DATA FOR THIS EXERCISE
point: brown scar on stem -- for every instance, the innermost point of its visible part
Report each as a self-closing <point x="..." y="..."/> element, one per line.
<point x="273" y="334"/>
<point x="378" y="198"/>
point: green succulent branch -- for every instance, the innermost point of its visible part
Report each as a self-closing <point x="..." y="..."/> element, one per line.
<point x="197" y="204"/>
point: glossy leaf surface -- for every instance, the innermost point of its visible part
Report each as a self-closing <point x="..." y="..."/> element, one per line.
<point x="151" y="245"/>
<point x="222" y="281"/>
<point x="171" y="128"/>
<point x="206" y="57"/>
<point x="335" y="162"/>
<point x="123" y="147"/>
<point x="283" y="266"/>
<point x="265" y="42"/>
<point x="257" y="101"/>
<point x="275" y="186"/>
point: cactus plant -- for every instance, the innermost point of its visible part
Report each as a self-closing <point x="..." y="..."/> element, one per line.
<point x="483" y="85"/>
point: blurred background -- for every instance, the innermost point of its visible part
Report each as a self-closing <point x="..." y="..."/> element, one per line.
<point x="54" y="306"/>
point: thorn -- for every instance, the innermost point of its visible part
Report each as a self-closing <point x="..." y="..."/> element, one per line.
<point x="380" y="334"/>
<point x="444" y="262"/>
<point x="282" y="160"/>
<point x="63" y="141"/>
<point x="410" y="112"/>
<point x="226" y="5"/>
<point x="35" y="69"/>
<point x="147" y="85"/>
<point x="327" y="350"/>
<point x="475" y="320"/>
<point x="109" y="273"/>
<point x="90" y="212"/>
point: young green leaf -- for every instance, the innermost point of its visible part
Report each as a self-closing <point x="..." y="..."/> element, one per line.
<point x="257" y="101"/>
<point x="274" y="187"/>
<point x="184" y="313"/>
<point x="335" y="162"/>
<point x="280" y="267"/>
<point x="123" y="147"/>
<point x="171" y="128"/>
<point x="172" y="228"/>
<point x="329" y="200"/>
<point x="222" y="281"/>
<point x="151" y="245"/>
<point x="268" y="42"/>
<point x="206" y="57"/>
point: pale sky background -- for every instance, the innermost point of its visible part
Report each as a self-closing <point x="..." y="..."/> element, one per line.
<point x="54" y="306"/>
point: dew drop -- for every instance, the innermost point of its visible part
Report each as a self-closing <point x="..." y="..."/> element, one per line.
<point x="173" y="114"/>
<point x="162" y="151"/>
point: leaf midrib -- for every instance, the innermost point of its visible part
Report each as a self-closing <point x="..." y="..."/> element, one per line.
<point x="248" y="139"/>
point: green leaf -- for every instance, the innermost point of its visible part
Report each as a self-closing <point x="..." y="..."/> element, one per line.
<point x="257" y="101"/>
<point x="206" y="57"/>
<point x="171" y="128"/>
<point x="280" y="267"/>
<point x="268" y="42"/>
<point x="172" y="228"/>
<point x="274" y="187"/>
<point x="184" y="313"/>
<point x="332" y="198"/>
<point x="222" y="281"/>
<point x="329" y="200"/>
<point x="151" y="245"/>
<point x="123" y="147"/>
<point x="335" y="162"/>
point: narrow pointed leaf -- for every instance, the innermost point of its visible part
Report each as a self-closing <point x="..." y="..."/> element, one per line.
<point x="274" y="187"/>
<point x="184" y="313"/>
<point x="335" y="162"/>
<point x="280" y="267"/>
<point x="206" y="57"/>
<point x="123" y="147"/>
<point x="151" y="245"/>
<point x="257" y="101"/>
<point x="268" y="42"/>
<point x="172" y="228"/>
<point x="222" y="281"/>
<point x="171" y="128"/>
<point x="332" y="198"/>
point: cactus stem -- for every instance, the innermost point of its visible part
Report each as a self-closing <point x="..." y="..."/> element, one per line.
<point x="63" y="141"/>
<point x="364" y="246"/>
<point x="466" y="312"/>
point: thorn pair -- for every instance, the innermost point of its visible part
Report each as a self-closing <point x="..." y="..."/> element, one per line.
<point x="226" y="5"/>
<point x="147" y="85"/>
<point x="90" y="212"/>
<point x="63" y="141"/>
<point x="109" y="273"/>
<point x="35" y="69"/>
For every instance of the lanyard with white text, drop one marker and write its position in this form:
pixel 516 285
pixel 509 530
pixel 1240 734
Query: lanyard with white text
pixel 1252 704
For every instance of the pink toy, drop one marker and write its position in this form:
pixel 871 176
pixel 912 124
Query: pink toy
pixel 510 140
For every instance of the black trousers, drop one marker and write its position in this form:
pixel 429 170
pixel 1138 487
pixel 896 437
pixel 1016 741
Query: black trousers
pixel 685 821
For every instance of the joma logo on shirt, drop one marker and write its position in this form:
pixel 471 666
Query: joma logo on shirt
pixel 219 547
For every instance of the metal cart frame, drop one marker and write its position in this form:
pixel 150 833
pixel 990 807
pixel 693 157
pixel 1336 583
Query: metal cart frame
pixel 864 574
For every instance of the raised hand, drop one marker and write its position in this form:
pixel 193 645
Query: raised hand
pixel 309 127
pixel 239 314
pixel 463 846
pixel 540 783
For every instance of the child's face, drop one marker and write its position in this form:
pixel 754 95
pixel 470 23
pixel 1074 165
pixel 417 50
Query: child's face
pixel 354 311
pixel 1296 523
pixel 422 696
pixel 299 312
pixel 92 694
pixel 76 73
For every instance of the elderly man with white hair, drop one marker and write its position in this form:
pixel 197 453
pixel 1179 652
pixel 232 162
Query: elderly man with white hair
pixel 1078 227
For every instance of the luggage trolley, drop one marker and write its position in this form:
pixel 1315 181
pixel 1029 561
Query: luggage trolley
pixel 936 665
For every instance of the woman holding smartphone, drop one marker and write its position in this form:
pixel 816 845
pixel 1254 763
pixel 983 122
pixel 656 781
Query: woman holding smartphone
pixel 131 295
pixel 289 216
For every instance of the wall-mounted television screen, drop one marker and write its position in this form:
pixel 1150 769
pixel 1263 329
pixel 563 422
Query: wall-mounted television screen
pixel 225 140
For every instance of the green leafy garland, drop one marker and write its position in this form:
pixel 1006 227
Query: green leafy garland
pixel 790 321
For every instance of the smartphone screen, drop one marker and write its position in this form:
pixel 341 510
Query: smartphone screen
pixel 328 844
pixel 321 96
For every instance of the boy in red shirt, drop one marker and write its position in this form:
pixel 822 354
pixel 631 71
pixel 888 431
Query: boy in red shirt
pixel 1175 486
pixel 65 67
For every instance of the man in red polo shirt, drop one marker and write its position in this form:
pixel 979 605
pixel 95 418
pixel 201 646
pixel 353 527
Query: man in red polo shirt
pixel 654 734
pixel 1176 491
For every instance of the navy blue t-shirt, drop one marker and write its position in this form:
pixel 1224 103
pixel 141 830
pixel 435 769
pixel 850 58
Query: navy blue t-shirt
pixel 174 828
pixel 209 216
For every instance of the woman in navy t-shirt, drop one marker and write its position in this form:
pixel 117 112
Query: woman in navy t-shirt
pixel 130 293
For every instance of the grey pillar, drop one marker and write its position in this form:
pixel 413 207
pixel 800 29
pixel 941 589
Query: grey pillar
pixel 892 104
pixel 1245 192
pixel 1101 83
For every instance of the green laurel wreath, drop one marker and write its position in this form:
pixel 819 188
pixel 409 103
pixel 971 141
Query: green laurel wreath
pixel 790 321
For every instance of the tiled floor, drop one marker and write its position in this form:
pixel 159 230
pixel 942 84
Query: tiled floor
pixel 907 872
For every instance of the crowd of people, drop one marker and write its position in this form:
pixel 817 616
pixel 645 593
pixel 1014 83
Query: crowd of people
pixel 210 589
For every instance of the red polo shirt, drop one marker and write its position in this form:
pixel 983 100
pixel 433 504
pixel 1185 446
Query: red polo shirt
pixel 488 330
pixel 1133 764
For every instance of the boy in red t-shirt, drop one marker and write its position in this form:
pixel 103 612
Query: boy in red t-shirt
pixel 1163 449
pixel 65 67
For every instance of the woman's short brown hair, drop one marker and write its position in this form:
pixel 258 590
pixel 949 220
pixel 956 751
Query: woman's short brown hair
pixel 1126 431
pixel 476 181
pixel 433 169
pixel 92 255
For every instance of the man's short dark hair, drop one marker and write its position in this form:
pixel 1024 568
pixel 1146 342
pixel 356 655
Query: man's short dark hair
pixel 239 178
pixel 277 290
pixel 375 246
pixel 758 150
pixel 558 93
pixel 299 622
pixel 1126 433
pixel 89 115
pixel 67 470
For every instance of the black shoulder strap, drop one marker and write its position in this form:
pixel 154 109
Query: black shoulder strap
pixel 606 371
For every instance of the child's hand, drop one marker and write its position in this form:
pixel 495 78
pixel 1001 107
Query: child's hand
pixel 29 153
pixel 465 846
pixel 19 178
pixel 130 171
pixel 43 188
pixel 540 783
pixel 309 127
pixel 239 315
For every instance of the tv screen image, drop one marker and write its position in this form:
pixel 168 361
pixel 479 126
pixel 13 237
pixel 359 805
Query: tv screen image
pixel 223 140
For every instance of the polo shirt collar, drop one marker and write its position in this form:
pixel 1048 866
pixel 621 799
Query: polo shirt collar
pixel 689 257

EXERCISE DESCRIPTION
Write out, from the lines above, only those from the line with "pixel 1074 165" to the line with "pixel 941 589", exactly as given, including the first and the last.

EXERCISE ANSWER
pixel 1074 165
pixel 417 50
Query: child's face
pixel 354 311
pixel 1296 523
pixel 422 696
pixel 299 312
pixel 92 694
pixel 76 73
For every instance of the elderly man with white hair, drop one marker and write its position in this form:
pixel 197 453
pixel 1179 652
pixel 232 162
Query: elderly man with white hair
pixel 1078 227
For every instance of the luggage trolley, drop one marker and write its position in this form:
pixel 1315 181
pixel 1029 561
Query: luggage trolley
pixel 936 665
For every instance of the woman holding smartphone, drop one marker and write its position in this form:
pixel 816 845
pixel 1254 763
pixel 983 122
pixel 656 781
Query: woman holding smartphone
pixel 131 295
pixel 289 216
For every instance of the wall-mounted television screen, drop one marker and write its position in this form:
pixel 1150 769
pixel 1263 329
pixel 563 422
Query: wall-mounted television screen
pixel 225 140
For every instance of the green leafy garland, drop one marker and write its position in this form:
pixel 1006 227
Query: green leafy garland
pixel 790 321
For every instance of the smartphone screen, drop one marker and write its position in this form:
pixel 341 510
Query: smartphone screen
pixel 328 844
pixel 321 96
For every instance of the boy in red shirt, drop one marker and write its position in this form:
pixel 822 354
pixel 631 71
pixel 888 431
Query: boy in red shirt
pixel 1175 486
pixel 65 67
For every instance of the man in red polo shirt, drop one marker and write its position in this form:
pixel 979 605
pixel 95 418
pixel 201 646
pixel 353 527
Query: man in red polo shirt
pixel 654 734
pixel 1176 491
For every instance of the navy blue t-shirt, drop one marker and write its position in this form:
pixel 1224 103
pixel 141 830
pixel 435 769
pixel 850 58
Query: navy blue t-shirt
pixel 174 828
pixel 209 216
For every instance of the woman in navy t-shirt, drop one marker and write its position in this form:
pixel 117 112
Query: woman in navy t-shirt
pixel 130 293
For every instance of the grey pillar, drop one marker and write its position in this form:
pixel 413 207
pixel 800 29
pixel 941 589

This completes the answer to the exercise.